* DIRECTION
Set out every line of the data below as a numbered list, skipping blank lines and omitting the pictures.

start RECORDS SUPPLIED

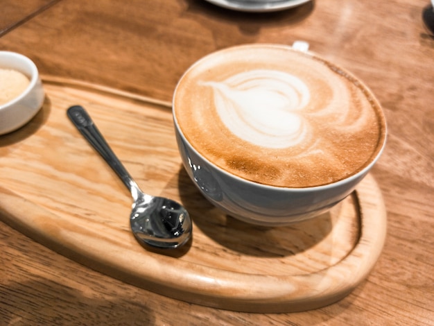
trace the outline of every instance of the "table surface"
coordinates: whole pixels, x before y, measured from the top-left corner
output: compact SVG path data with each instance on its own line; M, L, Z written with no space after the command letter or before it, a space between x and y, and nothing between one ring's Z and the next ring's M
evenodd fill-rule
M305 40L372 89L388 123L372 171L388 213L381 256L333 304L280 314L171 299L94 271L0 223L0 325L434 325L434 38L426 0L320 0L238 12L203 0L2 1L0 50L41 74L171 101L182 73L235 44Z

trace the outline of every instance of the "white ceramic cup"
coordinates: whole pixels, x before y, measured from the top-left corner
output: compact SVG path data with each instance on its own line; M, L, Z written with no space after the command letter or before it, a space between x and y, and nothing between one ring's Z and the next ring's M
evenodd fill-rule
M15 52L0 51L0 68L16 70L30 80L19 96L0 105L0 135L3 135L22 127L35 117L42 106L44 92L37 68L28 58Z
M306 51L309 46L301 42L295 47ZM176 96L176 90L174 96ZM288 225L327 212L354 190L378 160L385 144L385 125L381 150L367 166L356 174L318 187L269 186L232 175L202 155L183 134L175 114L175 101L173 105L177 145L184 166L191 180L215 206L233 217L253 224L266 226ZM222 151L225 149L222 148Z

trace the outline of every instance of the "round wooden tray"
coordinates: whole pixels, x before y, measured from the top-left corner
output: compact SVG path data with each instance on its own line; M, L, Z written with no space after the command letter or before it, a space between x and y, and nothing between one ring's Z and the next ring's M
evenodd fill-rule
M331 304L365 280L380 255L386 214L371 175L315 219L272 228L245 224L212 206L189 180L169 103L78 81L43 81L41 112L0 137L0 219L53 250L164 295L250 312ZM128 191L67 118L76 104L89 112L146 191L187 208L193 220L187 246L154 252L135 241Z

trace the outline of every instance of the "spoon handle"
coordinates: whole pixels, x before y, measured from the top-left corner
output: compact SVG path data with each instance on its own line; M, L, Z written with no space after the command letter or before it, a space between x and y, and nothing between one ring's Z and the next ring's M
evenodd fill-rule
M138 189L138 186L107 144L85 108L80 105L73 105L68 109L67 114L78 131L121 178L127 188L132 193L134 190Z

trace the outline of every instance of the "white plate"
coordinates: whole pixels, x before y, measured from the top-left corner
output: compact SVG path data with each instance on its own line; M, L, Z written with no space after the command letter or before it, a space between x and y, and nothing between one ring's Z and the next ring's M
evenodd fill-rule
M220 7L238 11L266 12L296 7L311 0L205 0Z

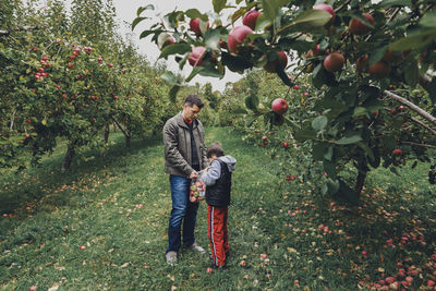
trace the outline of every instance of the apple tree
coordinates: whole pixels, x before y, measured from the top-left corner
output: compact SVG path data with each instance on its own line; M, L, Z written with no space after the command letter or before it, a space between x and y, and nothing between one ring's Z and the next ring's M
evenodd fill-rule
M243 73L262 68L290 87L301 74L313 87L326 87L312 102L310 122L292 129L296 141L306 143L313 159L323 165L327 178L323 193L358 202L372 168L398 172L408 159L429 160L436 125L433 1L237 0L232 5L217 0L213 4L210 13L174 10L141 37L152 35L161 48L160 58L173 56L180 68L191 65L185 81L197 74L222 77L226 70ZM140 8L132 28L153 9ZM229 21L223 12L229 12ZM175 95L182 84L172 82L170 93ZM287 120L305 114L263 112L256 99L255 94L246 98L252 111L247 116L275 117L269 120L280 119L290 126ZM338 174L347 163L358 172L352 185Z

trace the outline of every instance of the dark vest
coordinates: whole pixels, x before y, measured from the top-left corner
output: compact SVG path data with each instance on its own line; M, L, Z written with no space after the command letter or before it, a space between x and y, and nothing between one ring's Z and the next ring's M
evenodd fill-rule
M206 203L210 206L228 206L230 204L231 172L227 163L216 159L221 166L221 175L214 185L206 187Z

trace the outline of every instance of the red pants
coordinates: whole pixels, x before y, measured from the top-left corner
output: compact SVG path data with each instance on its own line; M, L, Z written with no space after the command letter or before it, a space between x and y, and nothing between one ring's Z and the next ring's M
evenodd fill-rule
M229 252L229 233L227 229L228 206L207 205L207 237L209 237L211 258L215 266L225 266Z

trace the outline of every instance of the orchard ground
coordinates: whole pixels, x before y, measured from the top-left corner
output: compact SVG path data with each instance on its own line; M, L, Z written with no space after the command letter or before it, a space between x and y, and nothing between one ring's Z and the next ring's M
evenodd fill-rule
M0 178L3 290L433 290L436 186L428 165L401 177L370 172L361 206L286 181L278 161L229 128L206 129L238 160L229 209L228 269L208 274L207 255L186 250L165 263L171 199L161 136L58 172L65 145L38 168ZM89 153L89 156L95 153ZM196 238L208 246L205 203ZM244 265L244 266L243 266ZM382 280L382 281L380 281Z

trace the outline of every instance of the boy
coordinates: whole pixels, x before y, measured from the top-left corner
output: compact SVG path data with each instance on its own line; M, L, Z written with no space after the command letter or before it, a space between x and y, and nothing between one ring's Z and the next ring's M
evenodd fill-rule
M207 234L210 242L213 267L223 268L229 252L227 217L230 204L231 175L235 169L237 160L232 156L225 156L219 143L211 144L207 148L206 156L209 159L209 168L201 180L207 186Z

end RECORDS SUPPLIED

* RESULT OF THIS TASK
1. trace the outline of every instance of the "table surface"
2. coordinates: whole pixels, x before y, measured from the top-left corner
3. output: compact SVG path data with each instance on its own line; M, L, Z written with no space after the command letter or before it, a space between x and y, and nothing between one ring's Z and the next ring's M
4. evenodd fill-rule
5. M305 40L372 89L388 123L372 171L388 213L381 256L333 304L280 314L171 299L94 271L0 223L0 325L434 325L434 38L426 0L320 0L238 12L203 0L2 1L0 50L41 74L171 101L182 73L235 44Z
6. trace the outline of every instance of the "white ceramic cup"
7. coordinates: whole pixels, x before y, measured from the top-left corner
8. output: compact SVG path data with each instance on its own line; M, L, Z written with no space after the command letter or before it, a space between x and y, and nothing between one ring's Z and the next ring's M
9. evenodd fill-rule
10. M15 52L0 51L0 68L16 70L30 80L19 96L0 105L0 135L3 135L22 127L35 117L42 106L44 92L37 68L28 58Z
11. M306 51L309 46L301 42L295 47ZM176 96L176 90L174 96ZM288 225L327 212L354 190L378 160L385 144L385 125L381 150L367 166L356 174L318 187L269 186L232 175L202 155L183 134L175 114L175 101L173 105L177 145L184 166L191 180L215 206L233 217L253 224L266 226ZM222 151L225 149L222 148Z
12. trace the outline of every instance of the "round wooden tray"
13. coordinates: whole pixels, x before y, measured from the top-left corner
14. output: compact SVG path data with each instance on its own line; M, L, Z written with no space after the command letter or before it, a space between x and y, and nothing between one ring's Z and the next ring's M
15. evenodd fill-rule
16. M331 304L365 280L380 255L386 214L371 175L315 219L272 228L245 224L212 206L189 180L169 103L78 81L43 81L41 112L0 137L0 219L53 250L164 295L250 312ZM128 191L67 118L76 104L89 112L146 191L187 208L193 220L187 246L154 252L135 241Z
17. trace the outline of every instance of the "spoon handle"
18. coordinates: whole pixels, x before y, measured from the top-left corner
19. output: compact SVG path data with each instance on its own line; M, L, Z written with no space after the command letter or before it, a space between x and y, and nothing between one ring's Z and the next ring's M
20. evenodd fill-rule
21. M138 189L138 186L107 144L85 108L80 105L73 105L68 109L67 114L78 131L121 178L127 188L132 193L134 190Z
22. trace the outline of every instance of the "white plate"
23. coordinates: whole pixels, x before y, measured from the top-left corner
24. output: compact SVG path data with each instance on its own line; M, L, Z written with no space after the command letter or before it, a space between x and y, and nothing between one ring's Z and the next ring's M
25. evenodd fill-rule
26. M220 7L238 11L266 12L296 7L311 0L205 0Z
27. trace the outline of every instance of the apple tree
28. coordinates: whole pixels, x before y, measured from the top-left corner
29. output: compact SVG path data with each instance on its own line; M, L, Z written with no space after the command letter or before it, a space between x and y, and nothing between one ring's Z and the next ring's M
30. evenodd fill-rule
31. M243 73L262 68L290 87L301 74L313 87L326 87L312 102L310 122L292 129L296 141L306 143L313 159L323 165L327 178L323 193L358 202L372 168L398 172L408 159L429 160L436 125L433 1L237 0L232 5L217 0L213 4L210 13L174 10L141 37L152 35L161 48L160 58L173 56L180 68L191 65L185 81L197 74L222 77L226 70ZM140 8L132 28L153 9ZM229 21L223 12L229 12ZM175 95L182 84L172 82L170 93ZM287 120L305 114L263 112L256 99L255 94L246 98L252 111L247 116L275 117L269 120L280 119L290 126ZM338 174L347 163L358 172L352 185Z
32. trace the outline of every instance of the dark vest
33. coordinates: whole pixels, x before y, measured from the top-left corner
34. output: compact SVG path data with each instance on its own line; M, L, Z written with no space after the command letter or before it, a space between x and y, and nothing between one ring's Z and the next ring's M
35. evenodd fill-rule
36. M206 203L210 206L228 206L230 204L231 172L227 163L216 159L221 166L221 175L214 185L206 187Z
37. trace the outline of every instance of the red pants
38. coordinates: whole pixels, x before y, measured from the top-left corner
39. output: compact SVG path data with each instance on its own line; M, L, Z written with no space after the command letter or before it, a space between x and y, and nothing between one ring's Z and the next ring's M
40. evenodd fill-rule
41. M229 252L229 233L227 229L228 206L207 205L207 237L209 237L211 258L215 266L225 266Z
42. trace the outline of every instance of the orchard ground
43. coordinates: whole pixels, x before y, measured from the top-left corner
44. output: compact SVG path data with each instance on its own line; M, L, Z written with no space after the command letter or before it, a space between x and y, and nothing between one ring's Z and the next ring's M
45. evenodd fill-rule
46. M0 178L3 290L433 290L436 186L428 165L401 177L370 172L361 206L286 181L278 161L229 128L206 129L238 160L229 209L228 269L208 274L207 255L186 250L165 263L171 199L161 136L58 172L65 145L38 168ZM89 153L89 156L95 153ZM196 238L208 246L205 203ZM244 265L244 266L243 266ZM382 280L382 281L380 281Z
47. trace the outline of every instance of the boy
48. coordinates: whole pixels, x before y, measured from the top-left corner
49. output: compact SVG path data with each instance on its own line; M, L, Z written with no space after the command letter or before it, a space between x and y, and nothing between one ring's Z and the next ring's M
50. evenodd fill-rule
51. M207 234L210 242L213 267L223 268L229 252L227 217L230 204L231 175L235 169L237 160L232 156L225 156L219 143L211 144L207 148L206 156L209 159L209 168L201 180L207 186Z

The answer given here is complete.